■ Aim 1 ■
Scale the listing from its first line through the line containing "[437,60,960,858]", both included, and write those lines out again with their requests, multiplying every bounding-box coordinate in the answers by 0.4 and rounding to whole numbers with halves going up. Leave the pictures out of your answer.

I wrote about Viet Thanh Nguyen's op-ed calling on writers to take up overt activism in their work. Nguyen is a novelist who is often said to have been inspired by Ralph Ellison, but I show here where I think Ellison––and Baldwin––would vehemently disagree harpers.org/archive/2021/0…
Were this simply an idiosyncratic campaign by one decorated writer, it would be less disturbing. But Nguyen’s argument is related to a wider push to reset American literature entirely by conflating art with social science.

(In the April issue of @Harpers, out today.)
In fact, Ellison—the author of one of the greatest novels in American literature, Invisible Man, which is written from an exquisitely rendered black perspective—refuted exactly this line of thinking over a half-century ago
when he explained to Irving Howe that even as a student during segregation, he was able “to make identifications as to values and human quality.” While an undergraduate at the Tuskegee Institute, he immersed himself in books that “seldom or ever mentioned Negroes.” -->
Such a reading program, far from leaving him feeling unseen, as it might be phrased in today’s lingo, had the opposite effect, releasing him “from whatever ‘segregated’ idea I might have had of my human possibilities.”

■ Exercise materials ■

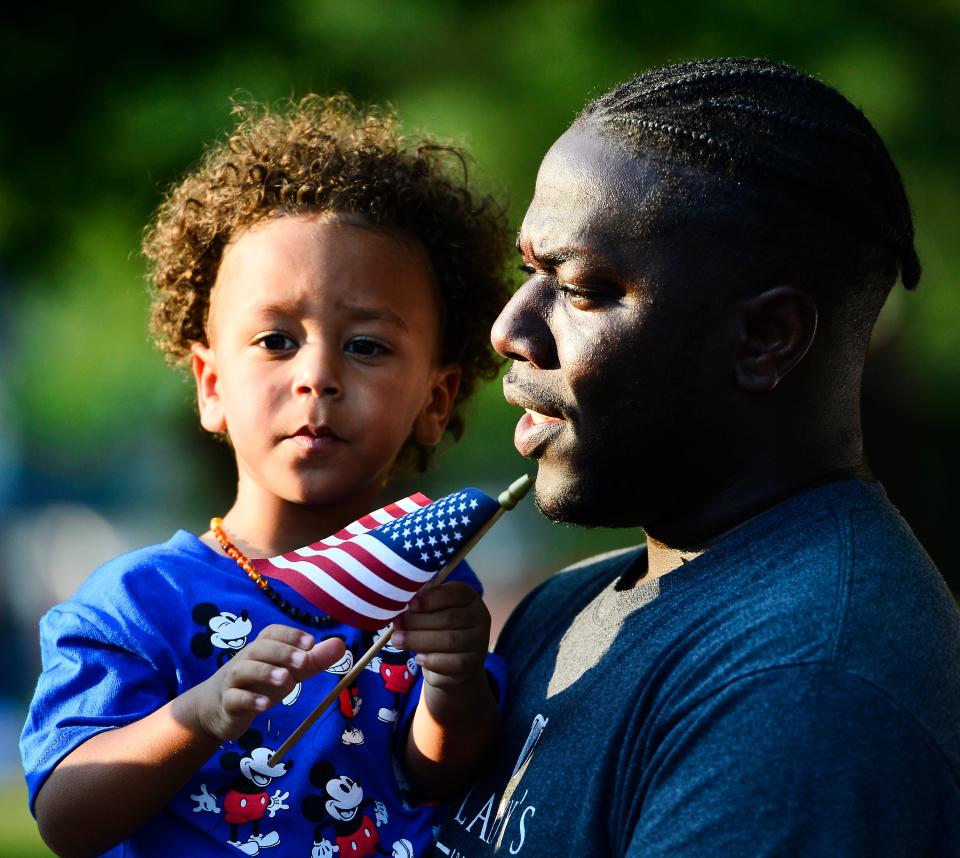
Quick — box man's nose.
[490,279,557,369]
[293,344,343,397]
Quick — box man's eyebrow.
[516,234,572,266]
[516,235,607,268]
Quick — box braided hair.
[574,59,920,321]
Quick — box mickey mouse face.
[240,748,287,787]
[324,775,363,820]
[190,602,253,661]
[207,611,253,650]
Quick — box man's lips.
[504,385,567,456]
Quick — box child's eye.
[256,331,297,352]
[344,337,390,357]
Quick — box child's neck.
[203,488,376,558]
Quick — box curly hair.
[143,95,511,471]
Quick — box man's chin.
[533,468,609,527]
[533,461,642,528]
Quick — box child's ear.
[190,342,227,432]
[413,364,462,444]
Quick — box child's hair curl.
[143,95,510,471]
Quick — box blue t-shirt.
[21,531,504,858]
[434,480,960,858]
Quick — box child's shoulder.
[54,530,217,612]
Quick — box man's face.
[492,126,730,526]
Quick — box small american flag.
[253,489,500,631]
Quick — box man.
[437,60,960,858]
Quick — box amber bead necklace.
[210,516,336,629]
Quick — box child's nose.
[294,347,343,397]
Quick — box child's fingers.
[304,638,346,678]
[393,625,490,653]
[394,599,490,636]
[256,623,315,649]
[410,581,480,613]
[220,688,276,720]
[417,652,483,688]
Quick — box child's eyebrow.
[251,301,410,330]
[337,302,408,330]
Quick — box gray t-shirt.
[434,480,960,858]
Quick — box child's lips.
[290,426,344,452]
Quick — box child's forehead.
[210,213,439,327]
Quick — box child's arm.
[393,582,500,798]
[35,625,343,856]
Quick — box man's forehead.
[520,126,692,259]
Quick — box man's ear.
[413,364,463,444]
[190,342,227,432]
[734,286,817,393]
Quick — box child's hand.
[193,625,343,739]
[392,581,490,689]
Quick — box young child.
[21,96,508,858]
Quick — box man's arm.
[622,664,960,858]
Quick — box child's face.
[193,215,460,515]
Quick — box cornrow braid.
[576,59,921,289]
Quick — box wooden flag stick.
[270,474,533,765]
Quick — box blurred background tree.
[0,0,960,855]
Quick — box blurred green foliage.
[0,0,960,575]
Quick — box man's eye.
[344,337,390,357]
[257,331,297,352]
[557,282,612,309]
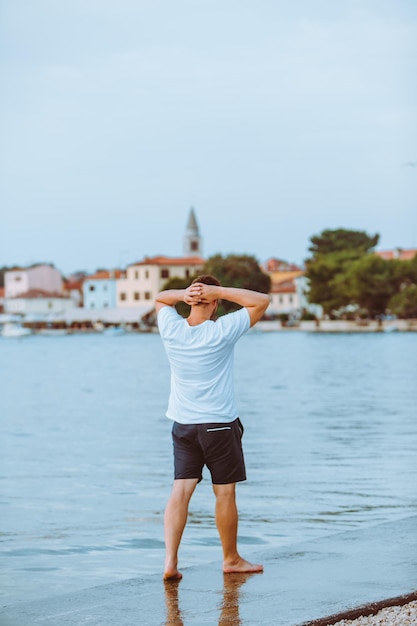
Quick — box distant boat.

■ Aim 2 ■
According to the commentary on Nguyen's op-ed, where did Ellison study as an undergraduate?

■ Response 1 ■
Quick — box man's nose.
[196,112,223,148]
[117,138,137,159]
Quick — box man's eyebrow.
[206,94,229,106]
[206,94,243,107]
Quick — box braided hair.
[230,24,368,128]
Quick — box mickey mouse face.
[96,299,115,315]
[130,310,145,328]
[76,241,101,264]
[83,244,101,260]
Quick — box man's lips.
[202,154,227,182]
Quick — box child's eye.
[102,132,119,141]
[138,135,156,143]
Quick — box child's neck.
[81,195,150,223]
Quick — box curly hair.
[57,38,204,188]
Quick — box man's chin.
[213,187,244,211]
[213,184,257,211]
Quick — box child's ear.
[76,137,91,173]
[165,146,185,178]
Quick — box child's hair curl.
[57,38,204,188]
Quick — box blue t-shirt.
[8,212,202,343]
[174,192,384,343]
Quick — box child's shoulder.
[22,212,87,245]
Quick — box man's face.
[197,50,292,210]
Quick — box small american flag.
[101,196,200,252]
Quick — box man.
[175,24,384,343]

■ Response 2 ■
At the Tuskegee Institute.